-- Start of Text excerpt --

# puppy wakes up to follow me...normal puppy behavior?



## Dpuppy (Mar 5, 2010)

Hi everyone:

My 8 week old mutt puppy follows me everywhere because well, he's a puppy and sees me as his care-giver but there is another thing i am curious about. 

I got him when he was 6 weeks old (i didn't choose to but he was being given away at that age, and i decided to adopt him). The only time he gets to sleep for hours is if he's either on my lap or sleeping by me while physically touching me. When i need to get up and do my own thing, i wanna make sure i do not wake him up so i slowly move my leg (or whatever body part he's touching) away from him, thinking, "ok, my leg is out of his reach and he's sill sleeping so i can slowly get out of the room" but as soon as i get up (i make no noise!), he wakes up and starts following me. Do all puppies do that? Are all puppies alert like this? Everyone says he is a boxer mix so is him being so alert due to his boxer traits? 

Most of the time, he won't even eat his food unless i am in the room or where he can see me. He cries like crazy if i leave him in the room for a few minutes. I know this is separation anxiety and such but is getting up in the middle of his sleep and not eating his food unless he sees me around normal part of separation anxiety or beyond and more than separation anxiety? I am the only one who is with him all the time, play with him, feed him and sleep in the same room. He doesn't have a crate yet because i am broke, still saving money for his shots since i was not even thinking about getting a dog and adopted him on an impulse.

However, at nights, once i am in my bed, in the same room with him and turn the lights off, he goes to his little bed and sleep just fine but if i wake up to use the bathroom (and he hears), he wakes up to follow me.

***

Thank you very much in advance!


----------



## emily445455 (Apr 8, 2008)

My Belle used to not eat unless I was in the room with her, this went away. They still normally get up to follow me, sleeping or not


----------



## RaeganW (Jul 14, 2009)

My full grown dog does this. There's really nothing wrong with it, but there is a possibility it could develop to SA. Or it may be something he grows out of. This is a baby puppy you've had for two weeks, a lot of the things he does now he'll grow out of. Crate training, done carefully, can help. Basically, he needs to learn to be okay on his own and that you'll come back even if you leave his sight.

-- End of Text excerpt --
-- Start of Dataset records --

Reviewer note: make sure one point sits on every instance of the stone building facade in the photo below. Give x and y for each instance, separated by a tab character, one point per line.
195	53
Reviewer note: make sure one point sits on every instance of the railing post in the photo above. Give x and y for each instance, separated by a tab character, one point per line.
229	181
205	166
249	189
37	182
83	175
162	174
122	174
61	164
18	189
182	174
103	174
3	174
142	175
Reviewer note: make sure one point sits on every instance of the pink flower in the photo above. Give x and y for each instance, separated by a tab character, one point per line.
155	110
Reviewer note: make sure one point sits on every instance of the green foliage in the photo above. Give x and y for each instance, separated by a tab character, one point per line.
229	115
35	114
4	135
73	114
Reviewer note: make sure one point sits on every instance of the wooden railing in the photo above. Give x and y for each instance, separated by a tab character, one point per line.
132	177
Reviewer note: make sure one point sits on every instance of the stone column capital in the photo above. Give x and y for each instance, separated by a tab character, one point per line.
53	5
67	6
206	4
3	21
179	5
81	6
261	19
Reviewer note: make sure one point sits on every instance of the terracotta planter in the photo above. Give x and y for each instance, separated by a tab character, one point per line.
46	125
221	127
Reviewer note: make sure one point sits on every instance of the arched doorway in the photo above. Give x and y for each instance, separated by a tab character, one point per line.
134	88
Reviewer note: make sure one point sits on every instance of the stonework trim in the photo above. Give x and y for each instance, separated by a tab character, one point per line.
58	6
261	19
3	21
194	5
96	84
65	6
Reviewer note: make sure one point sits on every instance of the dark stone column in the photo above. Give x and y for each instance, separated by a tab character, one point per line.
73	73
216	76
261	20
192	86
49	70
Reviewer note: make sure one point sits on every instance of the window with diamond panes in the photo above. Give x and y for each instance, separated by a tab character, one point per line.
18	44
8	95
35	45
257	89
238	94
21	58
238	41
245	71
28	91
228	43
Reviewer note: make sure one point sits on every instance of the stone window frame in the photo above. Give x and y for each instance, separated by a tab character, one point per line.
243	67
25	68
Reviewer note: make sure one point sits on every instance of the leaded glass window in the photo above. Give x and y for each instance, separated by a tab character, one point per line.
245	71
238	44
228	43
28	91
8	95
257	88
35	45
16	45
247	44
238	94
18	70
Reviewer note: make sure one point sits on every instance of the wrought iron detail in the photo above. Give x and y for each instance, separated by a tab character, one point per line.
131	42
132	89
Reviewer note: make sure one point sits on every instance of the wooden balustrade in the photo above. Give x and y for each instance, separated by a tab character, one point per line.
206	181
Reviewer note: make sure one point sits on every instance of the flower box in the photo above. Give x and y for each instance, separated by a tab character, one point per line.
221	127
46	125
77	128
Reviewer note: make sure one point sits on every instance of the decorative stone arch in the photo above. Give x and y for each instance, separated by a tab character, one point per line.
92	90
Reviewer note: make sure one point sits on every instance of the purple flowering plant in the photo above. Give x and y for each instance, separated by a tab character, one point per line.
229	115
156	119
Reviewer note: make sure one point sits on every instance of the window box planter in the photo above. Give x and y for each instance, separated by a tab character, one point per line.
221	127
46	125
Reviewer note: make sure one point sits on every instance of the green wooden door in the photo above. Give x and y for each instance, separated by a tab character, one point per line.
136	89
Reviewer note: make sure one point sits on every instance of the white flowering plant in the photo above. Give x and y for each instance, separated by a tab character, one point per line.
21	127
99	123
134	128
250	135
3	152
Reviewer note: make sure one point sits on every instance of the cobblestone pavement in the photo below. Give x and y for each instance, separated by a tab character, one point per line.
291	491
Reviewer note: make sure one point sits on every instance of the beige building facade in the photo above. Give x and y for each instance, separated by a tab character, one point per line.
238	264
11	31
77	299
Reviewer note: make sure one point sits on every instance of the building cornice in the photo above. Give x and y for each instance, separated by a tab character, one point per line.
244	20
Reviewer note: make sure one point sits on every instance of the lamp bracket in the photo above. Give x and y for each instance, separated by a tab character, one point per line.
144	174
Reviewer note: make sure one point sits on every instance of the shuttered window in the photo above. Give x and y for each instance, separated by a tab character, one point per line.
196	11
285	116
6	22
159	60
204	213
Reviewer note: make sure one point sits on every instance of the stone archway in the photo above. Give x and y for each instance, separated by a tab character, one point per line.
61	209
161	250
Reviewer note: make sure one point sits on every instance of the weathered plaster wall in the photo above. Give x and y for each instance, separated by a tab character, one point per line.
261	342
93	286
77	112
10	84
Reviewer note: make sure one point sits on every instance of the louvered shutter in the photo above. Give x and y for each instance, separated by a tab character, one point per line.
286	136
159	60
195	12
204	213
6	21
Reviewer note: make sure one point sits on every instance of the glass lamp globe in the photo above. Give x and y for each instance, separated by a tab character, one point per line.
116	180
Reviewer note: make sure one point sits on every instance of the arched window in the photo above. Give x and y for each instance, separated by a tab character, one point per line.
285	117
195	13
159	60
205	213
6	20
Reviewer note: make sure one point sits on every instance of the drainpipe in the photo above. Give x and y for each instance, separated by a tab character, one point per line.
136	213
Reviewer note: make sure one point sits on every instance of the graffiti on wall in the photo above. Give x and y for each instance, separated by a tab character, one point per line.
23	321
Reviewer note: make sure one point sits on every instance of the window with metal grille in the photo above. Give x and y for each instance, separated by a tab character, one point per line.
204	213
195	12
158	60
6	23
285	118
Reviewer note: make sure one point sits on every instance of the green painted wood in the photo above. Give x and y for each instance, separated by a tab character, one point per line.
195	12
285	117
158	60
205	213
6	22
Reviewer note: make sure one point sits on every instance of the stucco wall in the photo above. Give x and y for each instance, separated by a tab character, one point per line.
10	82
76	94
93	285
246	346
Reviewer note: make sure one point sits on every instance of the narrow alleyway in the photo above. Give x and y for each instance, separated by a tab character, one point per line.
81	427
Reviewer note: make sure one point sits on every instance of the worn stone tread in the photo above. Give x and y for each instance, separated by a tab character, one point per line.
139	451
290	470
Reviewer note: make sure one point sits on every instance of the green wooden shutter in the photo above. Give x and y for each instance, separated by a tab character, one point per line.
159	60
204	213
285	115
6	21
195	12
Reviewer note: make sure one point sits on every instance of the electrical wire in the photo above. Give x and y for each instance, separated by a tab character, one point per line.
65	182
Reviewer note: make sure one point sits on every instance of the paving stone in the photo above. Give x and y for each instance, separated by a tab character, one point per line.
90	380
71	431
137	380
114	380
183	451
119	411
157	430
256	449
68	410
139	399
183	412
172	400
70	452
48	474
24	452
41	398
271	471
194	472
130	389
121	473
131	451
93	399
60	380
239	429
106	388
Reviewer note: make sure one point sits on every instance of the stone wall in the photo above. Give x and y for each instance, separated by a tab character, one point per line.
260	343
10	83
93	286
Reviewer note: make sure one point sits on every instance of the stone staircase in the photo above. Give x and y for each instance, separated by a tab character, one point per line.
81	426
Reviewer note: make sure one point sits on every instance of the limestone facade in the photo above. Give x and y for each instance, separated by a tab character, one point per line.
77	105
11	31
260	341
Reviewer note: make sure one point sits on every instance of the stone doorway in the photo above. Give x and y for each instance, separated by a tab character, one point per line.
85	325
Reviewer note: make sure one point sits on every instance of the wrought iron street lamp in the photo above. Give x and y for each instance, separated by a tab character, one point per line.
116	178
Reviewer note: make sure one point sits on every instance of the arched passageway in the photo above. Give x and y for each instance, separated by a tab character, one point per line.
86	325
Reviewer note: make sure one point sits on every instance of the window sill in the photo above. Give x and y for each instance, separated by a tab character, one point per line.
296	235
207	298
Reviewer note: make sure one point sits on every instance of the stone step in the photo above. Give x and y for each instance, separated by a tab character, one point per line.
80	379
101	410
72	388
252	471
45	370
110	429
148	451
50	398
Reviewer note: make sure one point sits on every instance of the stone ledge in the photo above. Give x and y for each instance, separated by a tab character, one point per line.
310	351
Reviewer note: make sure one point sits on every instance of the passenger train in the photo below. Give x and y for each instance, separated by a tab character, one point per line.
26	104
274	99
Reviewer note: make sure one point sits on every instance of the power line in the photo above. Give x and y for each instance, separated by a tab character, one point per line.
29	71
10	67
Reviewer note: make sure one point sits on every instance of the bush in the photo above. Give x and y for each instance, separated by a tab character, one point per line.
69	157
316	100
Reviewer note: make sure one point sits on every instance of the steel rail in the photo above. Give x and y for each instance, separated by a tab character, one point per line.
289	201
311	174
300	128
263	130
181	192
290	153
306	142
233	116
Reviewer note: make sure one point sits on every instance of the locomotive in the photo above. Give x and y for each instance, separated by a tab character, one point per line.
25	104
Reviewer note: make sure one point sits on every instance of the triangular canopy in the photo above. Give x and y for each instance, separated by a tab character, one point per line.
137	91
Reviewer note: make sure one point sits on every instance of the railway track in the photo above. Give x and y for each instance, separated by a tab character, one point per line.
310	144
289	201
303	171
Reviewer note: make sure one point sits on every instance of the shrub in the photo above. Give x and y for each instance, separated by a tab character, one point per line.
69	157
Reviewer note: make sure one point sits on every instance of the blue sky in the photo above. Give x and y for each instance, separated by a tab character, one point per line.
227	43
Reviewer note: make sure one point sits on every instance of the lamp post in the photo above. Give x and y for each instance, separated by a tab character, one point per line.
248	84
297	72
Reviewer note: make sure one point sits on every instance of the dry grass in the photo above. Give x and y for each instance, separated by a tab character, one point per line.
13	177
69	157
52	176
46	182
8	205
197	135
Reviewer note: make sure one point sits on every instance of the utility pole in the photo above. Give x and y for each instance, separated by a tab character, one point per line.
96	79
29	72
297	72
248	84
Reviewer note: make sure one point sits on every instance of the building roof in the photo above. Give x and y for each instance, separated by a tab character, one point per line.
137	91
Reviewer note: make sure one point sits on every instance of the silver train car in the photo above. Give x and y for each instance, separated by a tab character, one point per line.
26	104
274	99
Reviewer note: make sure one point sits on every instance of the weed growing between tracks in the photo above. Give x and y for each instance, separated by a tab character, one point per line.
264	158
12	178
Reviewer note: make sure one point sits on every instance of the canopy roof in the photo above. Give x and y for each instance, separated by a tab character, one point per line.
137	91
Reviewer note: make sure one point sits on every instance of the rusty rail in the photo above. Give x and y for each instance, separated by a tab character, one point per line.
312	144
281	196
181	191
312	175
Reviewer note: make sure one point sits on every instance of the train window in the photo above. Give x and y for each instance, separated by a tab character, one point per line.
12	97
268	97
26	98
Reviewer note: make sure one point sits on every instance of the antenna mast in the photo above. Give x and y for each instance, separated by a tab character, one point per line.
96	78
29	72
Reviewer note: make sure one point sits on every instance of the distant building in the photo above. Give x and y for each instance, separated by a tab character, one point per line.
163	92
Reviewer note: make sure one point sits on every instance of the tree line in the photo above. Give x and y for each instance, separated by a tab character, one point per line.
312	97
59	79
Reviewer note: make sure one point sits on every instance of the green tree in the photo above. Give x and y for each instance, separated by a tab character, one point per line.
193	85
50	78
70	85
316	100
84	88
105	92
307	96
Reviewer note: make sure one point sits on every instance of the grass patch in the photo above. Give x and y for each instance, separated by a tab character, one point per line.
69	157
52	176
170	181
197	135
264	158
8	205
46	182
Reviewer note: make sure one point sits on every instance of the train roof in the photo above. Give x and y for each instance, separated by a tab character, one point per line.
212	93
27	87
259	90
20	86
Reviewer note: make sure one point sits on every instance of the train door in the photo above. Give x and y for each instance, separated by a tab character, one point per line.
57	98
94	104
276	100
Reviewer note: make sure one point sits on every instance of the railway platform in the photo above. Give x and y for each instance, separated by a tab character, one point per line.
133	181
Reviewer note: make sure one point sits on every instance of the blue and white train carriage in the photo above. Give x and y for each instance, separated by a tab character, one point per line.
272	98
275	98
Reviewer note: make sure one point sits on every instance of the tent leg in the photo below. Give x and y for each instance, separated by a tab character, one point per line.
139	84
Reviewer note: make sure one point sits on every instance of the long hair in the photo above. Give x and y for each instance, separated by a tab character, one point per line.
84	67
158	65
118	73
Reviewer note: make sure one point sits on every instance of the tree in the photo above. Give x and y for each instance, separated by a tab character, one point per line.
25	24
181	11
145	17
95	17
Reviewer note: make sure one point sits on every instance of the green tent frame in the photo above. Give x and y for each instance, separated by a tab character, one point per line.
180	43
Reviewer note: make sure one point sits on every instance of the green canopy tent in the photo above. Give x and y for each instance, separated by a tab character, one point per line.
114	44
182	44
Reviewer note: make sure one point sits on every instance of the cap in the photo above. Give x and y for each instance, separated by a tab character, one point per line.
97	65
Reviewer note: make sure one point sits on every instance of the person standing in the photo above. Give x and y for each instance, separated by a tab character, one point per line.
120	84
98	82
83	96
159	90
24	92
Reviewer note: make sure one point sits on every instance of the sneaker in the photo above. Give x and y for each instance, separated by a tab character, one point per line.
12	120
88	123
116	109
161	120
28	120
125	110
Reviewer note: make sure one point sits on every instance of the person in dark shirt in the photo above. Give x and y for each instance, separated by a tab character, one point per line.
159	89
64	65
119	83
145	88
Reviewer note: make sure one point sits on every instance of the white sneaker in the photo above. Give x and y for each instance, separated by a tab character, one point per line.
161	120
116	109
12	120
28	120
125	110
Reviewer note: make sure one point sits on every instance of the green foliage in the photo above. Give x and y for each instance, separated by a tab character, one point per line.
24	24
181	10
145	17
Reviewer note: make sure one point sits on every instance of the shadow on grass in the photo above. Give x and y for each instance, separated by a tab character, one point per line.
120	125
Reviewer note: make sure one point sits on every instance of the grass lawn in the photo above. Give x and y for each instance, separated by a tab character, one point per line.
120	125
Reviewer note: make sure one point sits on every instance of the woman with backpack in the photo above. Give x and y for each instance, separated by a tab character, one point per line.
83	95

-- End of Dataset records --

_Exercise requirements:_
A) Answer these questions about the puppy forum thread:
(i) How old was the puppy when the first poster got him?
(ii) What is the first poster saving money for?
(iii) Which of Belle's habits does emily445455 say went away?
B) Please write what comes next in the puppy forum thread, picking up after its last sentence.
This data was drawn from a source other than the puppy forum thread.

_Replies:_
A)
(i) 6 weeks old
(ii) His shots
(iii) Not eating unless emily445455 was in the room with her

B)
----------



## poopy (Feb 25, 2010)

yes, normal


----------



## Bones (Sep 11, 2009)

Yep Bones does this to- and he has figured out he can sleep in front of the door or in the doorway so I can't leave without him noticing. My parents Shi Tzu follows my father to every room in their house. So its pretty normal


----------



## FaithFurMom09 (Oct 24, 2009)

did i miss the pics of your cutie? 

Its normal for pups to do this.


----------



## Shell (Oct 19, 2009)

My adult dog follows me most of the time and has amazing hearing for me putting my shoes on  He eats fine without me and has no SA at all (has free roam of the house all day too)

Check craigslist for a cheap crate, tons of people buy them when they adopt a dog and then never use them. A metal crate can be cleaned well easily enough.

Ask a vet about a payment plan for shots. You want to make sure you get them all and get them on time so you can start socializing the puppy and taking him for walks outside.


----------



## Darla Giselle (Feb 19, 2010)

My grown dog does this also.


----------



## misty073 (Mar 31, 2009)

My Bella is 4 months and she does this, but only to me. If the kids or hubby leave the room she stays with me. If I go upstairs and she is downstairs she will whine, of if I go downstairs while she is still in her crate she will whine. She is fine when I am not home though. I guess I am her caregiver so she likes to be close to me...she even comes in the bathroom everytime I have a shower even though she is afraid I will take her in with me LOL.

I agree crate training will be good for your puppy. Both my dogs are crate trained and its nice to put them in there when we go out knowing they will be safe and get into anything, plus our older dog goes in at night all on her own because that is her bed and she likes it.


----------



## dogue owner (Mar 1, 2010)

I know the last post was a while ago now - but I just wanted to add that my 6 month old DDB does this, which is quite unnerving, as he is so silent when he does it that on more than one occasion I have turned around and fallen over him!!!


----------



## Independent George (Mar 26, 2009)

FaithFurMom09 said:


> did i miss the pics of your cutie?


I agree. It is completely impossible for anyone to give a sound opinion without lots of high-res pictures. Please remedy this immediately.


----------



## alphadoginthehouse (Jun 7, 2008)

First, ME WANT PICTURES. Second, Roxxy will follow me nearly everytime I leave a room. She is older but only if she is in the deepest sleep possible or if it's cold in the house, will I be able to leave the room without her being not far behind. 

In a young pup, this can be cute, but can also lead to S.A. if not carefully monitored. Where is your dog when you leave the house and what does he do when you leave? Where does he sleep at night.

All this said, he is still very young and learning to deal w/out his mother and siblings. It should pass, in time.

Third, ME WANT PICTURES!


----------



## Dpuppy (Mar 5, 2010)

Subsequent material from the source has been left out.